*REQUIRED ACTION A*.
According to the piece on sibling sexual abuse, what percentage of the female college students surveyed reported being sexually abused by a sibling during childhood?
*REQUIRED ACTION B*.
Extend the piece on sibling sexual abuse, picking up right after its last sentence.

*EXCERPT PROVIDED*.
○ ○ ○

A survey of eight hundred college students reported by David Finkelhor in Journal of Marriage and Family Counseling concluded that approximately 15% of females and 10% of males reported being sexually abused by a sibling during their childhood.

SSA has been put out in the media, from the reality show 19 Kids and Counting co star Josh Duggar’s allegations on him molesting at least one of his sisters, and Lena Dunham’s memoir Not That Kind of Girl retelling accounts of her sexual curiosity with her infant sister when Lena was a child, lighting a conversation on the line between curiosity and abuse. The television show Game of Thrones presented us Cersei and Jaime Lannister’s infamous incest relationship, causing a stigma on sibling abuse.

With this, society has overlooked this form of abuse as “that’s what kids do,” or “that’s incest,” when the other child didn’t even consent, leading the effects of significant and damaging sibling abuse being minimised or even dismissed entirely.

Talking about how it affected her, she cries saying, “I felt like I didn’t belong in the world. I didn’t feel that I could get over that time and accomplish great things with my life; [I] felt like I was nothing. I didn’t really process it; the build up of the flashbacks and the pain and resentment until it was too much. I held that aggression and lashed it out on people and held grudges on people whenever they would hurt me or disappoint me.”

She asks for a moment to take a deep breath after sobbing, then speaks again, “I finally told my parents when I became older. It wasn’t that I blamed them for what happened, not at all, I was just afraid how they would react because that was like their child as well who they love. My parents were upset and shocked, comforting me and talked to me, and gave me a type of closure I didn’t get with my older sibling; a closure to that part of my life.”

I asked her if she could ever forgive her sibling for doing that to her, with her responding with, “I forgave them just for the sake of moving on. For the longest time I did want to react revenge to them, but I realized it wasn’t going to take away what already happened a long time ago. Revenge is in God’s hands, not mine.”

Looking in research, studies went deep into sibling perpetrators who carried multiple intentions with what they’ve done, from getting some type of sexual gratification, to bully the other child, or to repeat something they learned or experienced, not being the typical sexual exploration.

○ ○ ○

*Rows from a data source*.
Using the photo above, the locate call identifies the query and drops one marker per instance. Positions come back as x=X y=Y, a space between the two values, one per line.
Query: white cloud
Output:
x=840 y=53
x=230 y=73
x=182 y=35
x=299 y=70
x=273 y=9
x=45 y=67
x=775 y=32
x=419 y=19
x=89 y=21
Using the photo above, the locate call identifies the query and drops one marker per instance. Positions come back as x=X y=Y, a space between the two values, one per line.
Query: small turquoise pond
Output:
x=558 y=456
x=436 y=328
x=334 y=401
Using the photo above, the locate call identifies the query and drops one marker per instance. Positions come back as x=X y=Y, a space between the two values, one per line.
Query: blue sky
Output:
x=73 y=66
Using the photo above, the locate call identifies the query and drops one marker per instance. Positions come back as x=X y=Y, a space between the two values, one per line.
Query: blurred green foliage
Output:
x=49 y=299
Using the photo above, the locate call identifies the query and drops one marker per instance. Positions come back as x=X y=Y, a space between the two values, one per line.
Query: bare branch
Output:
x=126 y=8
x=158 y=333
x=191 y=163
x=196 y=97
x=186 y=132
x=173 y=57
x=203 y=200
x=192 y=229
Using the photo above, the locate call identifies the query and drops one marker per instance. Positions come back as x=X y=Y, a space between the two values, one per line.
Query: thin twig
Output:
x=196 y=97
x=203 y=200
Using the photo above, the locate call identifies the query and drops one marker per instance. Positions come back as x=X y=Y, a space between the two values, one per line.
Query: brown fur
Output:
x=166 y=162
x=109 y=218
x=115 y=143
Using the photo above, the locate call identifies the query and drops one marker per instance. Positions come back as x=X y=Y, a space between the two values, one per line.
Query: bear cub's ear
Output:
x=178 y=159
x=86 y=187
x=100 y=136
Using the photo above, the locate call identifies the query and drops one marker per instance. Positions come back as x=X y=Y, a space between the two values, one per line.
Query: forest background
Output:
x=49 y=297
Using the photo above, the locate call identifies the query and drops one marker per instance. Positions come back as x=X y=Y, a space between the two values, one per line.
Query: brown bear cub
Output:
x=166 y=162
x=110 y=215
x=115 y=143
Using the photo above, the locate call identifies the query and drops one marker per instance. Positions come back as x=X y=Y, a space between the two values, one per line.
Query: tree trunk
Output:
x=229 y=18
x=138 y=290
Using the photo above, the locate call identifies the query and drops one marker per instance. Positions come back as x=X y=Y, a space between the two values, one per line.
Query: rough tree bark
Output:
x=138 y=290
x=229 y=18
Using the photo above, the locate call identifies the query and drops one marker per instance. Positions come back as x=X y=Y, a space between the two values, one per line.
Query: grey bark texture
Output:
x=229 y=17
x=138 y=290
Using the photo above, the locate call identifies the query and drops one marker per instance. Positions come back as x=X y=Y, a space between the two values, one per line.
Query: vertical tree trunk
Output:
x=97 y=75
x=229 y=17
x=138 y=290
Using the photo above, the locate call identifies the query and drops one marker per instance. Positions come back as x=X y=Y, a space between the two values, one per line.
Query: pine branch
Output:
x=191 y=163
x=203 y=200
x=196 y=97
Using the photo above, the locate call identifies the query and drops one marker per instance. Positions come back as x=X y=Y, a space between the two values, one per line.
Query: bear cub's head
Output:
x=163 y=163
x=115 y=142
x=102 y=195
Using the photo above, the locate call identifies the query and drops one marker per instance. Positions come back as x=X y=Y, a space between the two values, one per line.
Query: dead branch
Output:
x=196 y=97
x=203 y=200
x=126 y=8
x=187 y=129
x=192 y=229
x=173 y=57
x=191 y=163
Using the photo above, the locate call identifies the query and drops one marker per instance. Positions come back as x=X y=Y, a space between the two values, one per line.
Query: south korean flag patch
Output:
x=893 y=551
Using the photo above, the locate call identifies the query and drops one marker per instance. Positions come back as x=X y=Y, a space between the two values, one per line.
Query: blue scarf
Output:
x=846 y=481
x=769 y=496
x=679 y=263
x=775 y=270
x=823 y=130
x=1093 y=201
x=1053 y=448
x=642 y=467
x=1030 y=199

○ ○ ○

*EXERCISE RESULT A*.
Approximately 15%.

*EXERCISE RESULT B*.
This knocks the idea that SSA and sibling abuse in general is just a “normal” thing, but the offender isn’t a stranger; it’s a sister or brother, and that affects not only the person they’re abusing, but the whole family.

Experts from Washington Coalition of Sexual Assault Programs research a family’s perspective on sibling sexual abuse, determining that treatment should involve the entire family, and both the perpetrator and the victim are children and require treatment and equal concern, ensuring safety for the survivor-child and possibly other children, and engaging the entire family to prevent more occurrences and to begin the process of recovery.

When I asked if she got therapy, she paused for a moment, then opened up, “while I do see myself as someone whos became stronger, I know that it’s okay to have days where you need to at least talk to someone instead of bottling it all in. I fear to be labeled as mentally ill or a victim when I know i’m not; i’m a person, a voice. I’ve grown a lot throughout my life, and I will be continuing to grow, it doesn’t just magically stop.”

She indeed has grown. Being occupied with various hobbies, hanging out with friends and her family, and figuring out what she wants to do as a career, like all teenagers do. “I see myself doing anything I put my mind to. I seriously thought about becoming the next Chef Boyardee,” she smiles then breaks into laughter.

Sibling Sexual Abuse is a very complex issue that we as a society don’t want to imagine, but it is a reality that we should face. A lot of things should be considered and making generalizations based only on our first reactions need to be cautioned.